PROVIDED PASSAGE
NEURAL BREGMAN DIVERGENCES FOR DISTANCE LEARNING

Abstract

Many metric learning tasks, such as triplet learning, nearest neighbor retrieval, and visualization, are treated primarily as embedding tasks where the ultimate metric is some variant of the Euclidean distance (e.g., cosine or Mahalanobis), and the algorithm must learn to embed points into the pre-chosen space. The study of non-Euclidean geometries is often not explored, which we believe is due to a lack of tools for learning non-Euclidean measures of distance. Recent work has shown that Bregman divergences can be learned from data, opening a promising approach to learning asymmetric distances. We propose a new approach to learning arbitrary Bergman divergences in a differentiable manner via input convex neural networks and show that it overcomes significant limitations of previous works. We also demonstrate that our method more faithfully learns divergences over a set of both new and previously studied tasks, including asymmetric regression, ranking, and clustering. Our tests further extend to known asymmetric, but non-Bregman tasks, where our method still performs competitively despite misspecification, showing the general utility of our approach for asymmetric learning.

GIVEN MATERIAL

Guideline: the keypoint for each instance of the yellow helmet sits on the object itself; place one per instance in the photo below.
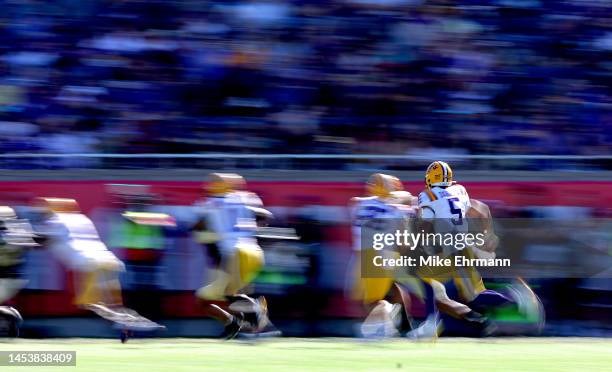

EXERCISE
In the abstract on neural Bregman divergences, which tasks are named as those on which the method more faithfully learns divergences?

CORRECT RESPONSE
Asymmetric regression, ranking, and clustering.